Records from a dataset

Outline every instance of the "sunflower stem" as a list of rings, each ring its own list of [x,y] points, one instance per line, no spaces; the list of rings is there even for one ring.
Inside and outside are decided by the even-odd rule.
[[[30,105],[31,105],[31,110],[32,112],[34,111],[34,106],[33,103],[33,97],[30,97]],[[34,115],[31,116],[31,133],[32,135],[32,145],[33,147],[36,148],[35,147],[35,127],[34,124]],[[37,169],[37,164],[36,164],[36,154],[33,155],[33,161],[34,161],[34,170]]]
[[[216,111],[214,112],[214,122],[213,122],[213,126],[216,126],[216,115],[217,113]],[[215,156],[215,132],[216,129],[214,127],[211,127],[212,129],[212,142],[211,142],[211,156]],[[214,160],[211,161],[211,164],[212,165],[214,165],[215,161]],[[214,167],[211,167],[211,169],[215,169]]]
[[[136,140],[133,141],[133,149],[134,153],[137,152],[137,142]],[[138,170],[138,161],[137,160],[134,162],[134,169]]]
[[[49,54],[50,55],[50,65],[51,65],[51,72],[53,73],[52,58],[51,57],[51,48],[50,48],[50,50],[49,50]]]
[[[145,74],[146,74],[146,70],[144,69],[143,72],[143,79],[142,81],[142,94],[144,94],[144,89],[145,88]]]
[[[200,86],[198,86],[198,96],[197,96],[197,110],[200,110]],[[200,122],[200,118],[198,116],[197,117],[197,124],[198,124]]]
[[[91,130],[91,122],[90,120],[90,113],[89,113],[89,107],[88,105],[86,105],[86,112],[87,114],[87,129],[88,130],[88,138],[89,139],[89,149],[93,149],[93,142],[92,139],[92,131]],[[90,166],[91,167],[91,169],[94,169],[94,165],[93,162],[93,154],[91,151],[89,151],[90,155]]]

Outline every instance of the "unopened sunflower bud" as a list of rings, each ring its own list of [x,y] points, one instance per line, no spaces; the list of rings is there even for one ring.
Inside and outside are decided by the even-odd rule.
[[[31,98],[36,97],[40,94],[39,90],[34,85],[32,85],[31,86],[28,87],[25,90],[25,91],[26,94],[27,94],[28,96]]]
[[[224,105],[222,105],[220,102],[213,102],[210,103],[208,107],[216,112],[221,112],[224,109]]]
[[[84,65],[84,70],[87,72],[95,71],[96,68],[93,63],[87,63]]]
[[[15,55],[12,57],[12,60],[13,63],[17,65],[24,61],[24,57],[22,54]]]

Aim of the exercise: Identify each line in the listing above that contains the word "sunflower" and copy those lines.

Solved exercise:
Outline every instance of the "sunflower stem" as a list of rings, each ring its own list of [x,y] points, one instance per line, no spaces; the list of rings is there even for one ring.
Outline every instance of the "unopened sunflower bud" as a list of rings, each ring its own list of [x,y] points, one instance per line, no spaces; the list of rings is there even for one ring.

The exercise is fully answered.